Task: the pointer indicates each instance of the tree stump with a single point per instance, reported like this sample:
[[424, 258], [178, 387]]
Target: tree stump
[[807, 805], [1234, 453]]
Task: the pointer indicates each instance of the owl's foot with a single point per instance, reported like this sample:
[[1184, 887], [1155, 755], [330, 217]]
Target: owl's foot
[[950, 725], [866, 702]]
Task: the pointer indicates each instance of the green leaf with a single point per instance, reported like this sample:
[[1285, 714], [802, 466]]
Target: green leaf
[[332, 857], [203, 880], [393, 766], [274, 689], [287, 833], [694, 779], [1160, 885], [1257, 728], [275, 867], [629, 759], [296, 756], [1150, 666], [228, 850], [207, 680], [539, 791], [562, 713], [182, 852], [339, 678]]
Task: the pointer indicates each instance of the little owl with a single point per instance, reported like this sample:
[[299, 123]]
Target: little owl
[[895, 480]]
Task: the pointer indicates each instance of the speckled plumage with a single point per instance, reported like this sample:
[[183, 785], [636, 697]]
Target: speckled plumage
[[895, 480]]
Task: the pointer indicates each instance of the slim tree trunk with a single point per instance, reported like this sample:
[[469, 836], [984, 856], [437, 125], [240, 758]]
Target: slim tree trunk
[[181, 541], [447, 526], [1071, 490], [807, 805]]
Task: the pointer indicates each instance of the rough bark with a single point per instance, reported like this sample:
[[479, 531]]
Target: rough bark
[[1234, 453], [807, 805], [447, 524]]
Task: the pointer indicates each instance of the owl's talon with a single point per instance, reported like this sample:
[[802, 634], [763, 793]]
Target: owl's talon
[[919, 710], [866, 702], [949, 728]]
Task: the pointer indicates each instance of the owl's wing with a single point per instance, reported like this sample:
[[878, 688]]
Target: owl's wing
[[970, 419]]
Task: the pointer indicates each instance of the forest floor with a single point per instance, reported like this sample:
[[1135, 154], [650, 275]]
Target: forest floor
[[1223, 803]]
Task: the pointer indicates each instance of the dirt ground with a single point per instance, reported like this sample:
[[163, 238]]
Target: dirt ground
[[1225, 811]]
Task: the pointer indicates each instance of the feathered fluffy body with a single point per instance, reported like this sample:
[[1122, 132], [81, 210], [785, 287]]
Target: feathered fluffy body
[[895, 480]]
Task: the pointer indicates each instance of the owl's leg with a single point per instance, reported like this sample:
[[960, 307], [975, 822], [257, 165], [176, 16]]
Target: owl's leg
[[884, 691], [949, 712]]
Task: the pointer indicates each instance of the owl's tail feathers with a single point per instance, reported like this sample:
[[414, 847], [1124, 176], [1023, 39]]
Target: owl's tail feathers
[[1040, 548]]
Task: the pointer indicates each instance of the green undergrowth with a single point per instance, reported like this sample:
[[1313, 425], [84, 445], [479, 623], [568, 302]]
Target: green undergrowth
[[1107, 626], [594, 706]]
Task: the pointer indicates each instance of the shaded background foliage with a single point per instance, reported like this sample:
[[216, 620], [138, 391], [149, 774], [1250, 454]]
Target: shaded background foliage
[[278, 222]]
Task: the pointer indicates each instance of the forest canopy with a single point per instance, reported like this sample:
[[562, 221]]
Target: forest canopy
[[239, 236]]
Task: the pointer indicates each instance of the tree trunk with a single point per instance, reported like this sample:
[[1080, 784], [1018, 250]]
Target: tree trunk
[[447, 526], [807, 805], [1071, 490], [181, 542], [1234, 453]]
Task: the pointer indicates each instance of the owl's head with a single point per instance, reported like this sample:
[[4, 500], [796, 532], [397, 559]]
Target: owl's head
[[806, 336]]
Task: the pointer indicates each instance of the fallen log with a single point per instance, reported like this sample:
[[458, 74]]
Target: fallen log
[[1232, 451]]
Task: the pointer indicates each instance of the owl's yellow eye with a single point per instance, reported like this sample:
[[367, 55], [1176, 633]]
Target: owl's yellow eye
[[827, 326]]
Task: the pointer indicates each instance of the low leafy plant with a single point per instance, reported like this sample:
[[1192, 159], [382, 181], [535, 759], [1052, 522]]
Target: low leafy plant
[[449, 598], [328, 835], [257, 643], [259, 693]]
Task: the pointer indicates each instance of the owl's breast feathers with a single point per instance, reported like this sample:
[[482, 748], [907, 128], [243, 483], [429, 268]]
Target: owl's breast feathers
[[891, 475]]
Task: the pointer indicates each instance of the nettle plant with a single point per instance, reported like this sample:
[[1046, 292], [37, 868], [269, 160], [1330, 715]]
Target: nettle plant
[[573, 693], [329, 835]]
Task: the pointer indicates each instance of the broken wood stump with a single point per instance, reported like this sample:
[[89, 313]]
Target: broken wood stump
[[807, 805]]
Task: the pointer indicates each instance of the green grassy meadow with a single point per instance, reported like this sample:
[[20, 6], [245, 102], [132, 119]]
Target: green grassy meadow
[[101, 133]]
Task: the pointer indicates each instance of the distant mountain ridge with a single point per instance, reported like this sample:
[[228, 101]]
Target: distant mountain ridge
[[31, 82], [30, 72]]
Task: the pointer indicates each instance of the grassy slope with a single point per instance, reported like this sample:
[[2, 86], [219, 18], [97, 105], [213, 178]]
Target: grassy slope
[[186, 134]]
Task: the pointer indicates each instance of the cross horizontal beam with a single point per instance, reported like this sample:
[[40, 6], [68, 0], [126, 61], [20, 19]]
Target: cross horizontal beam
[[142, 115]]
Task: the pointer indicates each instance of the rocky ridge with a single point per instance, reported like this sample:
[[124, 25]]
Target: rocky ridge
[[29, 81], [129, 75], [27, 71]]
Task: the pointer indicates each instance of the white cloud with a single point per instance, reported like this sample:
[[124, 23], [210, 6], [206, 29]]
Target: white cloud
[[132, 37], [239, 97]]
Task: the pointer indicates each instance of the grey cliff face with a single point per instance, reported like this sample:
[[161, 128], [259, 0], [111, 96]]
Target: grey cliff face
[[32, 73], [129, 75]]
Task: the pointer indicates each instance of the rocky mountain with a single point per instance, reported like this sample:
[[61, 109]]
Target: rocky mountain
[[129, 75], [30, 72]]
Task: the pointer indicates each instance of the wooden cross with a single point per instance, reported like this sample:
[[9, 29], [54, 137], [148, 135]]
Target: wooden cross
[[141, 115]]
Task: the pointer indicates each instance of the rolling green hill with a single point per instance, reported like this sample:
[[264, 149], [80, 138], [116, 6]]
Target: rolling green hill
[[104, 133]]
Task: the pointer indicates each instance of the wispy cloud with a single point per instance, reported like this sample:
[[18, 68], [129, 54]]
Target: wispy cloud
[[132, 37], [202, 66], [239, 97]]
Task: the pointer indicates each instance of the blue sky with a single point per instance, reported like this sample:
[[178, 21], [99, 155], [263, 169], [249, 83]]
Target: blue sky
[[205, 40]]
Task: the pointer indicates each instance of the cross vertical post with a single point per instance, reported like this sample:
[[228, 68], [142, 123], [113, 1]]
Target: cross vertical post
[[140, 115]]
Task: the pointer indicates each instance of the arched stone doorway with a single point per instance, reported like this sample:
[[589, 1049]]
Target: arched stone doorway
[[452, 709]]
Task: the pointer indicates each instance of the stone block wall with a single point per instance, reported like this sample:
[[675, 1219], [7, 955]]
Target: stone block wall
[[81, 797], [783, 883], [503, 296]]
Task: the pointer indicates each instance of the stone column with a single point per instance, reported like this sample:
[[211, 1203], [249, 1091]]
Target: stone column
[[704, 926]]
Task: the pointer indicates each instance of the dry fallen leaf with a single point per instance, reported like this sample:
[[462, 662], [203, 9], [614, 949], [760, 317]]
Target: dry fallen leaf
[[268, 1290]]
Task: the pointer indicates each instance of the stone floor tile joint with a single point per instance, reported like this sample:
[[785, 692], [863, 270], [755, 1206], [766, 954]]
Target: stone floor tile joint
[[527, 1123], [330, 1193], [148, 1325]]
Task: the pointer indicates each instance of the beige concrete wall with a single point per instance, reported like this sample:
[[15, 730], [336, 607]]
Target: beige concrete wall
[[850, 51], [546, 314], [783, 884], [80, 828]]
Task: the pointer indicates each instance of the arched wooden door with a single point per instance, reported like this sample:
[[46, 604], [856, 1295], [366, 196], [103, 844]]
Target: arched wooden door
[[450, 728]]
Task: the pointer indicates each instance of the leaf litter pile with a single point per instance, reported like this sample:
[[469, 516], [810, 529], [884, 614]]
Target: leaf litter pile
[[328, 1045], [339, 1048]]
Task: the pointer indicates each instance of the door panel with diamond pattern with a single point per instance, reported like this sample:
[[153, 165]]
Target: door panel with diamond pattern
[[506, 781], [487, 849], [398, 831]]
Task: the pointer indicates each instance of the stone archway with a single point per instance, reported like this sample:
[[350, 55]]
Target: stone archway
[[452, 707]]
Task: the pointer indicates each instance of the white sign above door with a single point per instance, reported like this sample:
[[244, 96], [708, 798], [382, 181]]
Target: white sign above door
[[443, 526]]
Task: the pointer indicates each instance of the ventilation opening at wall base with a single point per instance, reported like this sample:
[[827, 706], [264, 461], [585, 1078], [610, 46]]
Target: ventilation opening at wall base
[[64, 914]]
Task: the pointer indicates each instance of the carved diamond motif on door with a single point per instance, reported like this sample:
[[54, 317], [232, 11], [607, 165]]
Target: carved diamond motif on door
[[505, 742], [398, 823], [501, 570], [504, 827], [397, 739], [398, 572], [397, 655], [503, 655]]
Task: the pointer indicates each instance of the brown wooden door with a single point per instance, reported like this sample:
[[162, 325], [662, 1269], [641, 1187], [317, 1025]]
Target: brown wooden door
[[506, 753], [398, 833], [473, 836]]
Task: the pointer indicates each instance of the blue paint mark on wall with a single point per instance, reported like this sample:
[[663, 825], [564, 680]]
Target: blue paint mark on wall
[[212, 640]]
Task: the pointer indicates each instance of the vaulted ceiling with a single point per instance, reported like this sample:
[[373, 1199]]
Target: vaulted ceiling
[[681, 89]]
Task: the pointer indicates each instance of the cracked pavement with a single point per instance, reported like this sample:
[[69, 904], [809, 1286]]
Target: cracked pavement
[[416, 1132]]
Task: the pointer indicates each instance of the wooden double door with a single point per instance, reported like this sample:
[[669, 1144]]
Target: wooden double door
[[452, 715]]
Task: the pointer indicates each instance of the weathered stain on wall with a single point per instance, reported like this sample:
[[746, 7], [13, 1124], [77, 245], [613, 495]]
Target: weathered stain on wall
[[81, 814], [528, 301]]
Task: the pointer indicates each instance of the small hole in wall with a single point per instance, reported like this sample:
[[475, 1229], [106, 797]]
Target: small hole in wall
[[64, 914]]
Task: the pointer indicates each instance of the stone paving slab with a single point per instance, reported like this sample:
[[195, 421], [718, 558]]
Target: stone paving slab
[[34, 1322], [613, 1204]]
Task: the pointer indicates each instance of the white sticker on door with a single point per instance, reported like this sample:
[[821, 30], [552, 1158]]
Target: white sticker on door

++++++++++

* Written problem *
Turn the material between the line holding "Task: the pointer indicates each instance of the arched stone" and the line holding "[[704, 926]]", inclusive, into a Markdown table with the columns Row and Line, numbering each line and leaving out blank lines.

* Task solution *
| Row | Line |
|---|---|
| 1 | Task: the pointer indicates each instance of the arched stone doorway with a single point per instance, reported like this sample: |
| 2 | [[589, 1049]] |
| 3 | Target: arched stone doorway |
| 4 | [[452, 709]] |
| 5 | Task: the pointer indicates each instance of the stone block wall with a single point per instance, reported like this sample: |
| 6 | [[675, 1219], [7, 955]] |
| 7 | Target: stone block wall |
| 8 | [[81, 797], [783, 883], [503, 296]] |
| 9 | Task: the pointer indicates each instance of the stone column with a single point per instance, reported like this sample: |
| 10 | [[211, 1203], [249, 1091]] |
| 11 | Target: stone column |
| 12 | [[704, 926]] |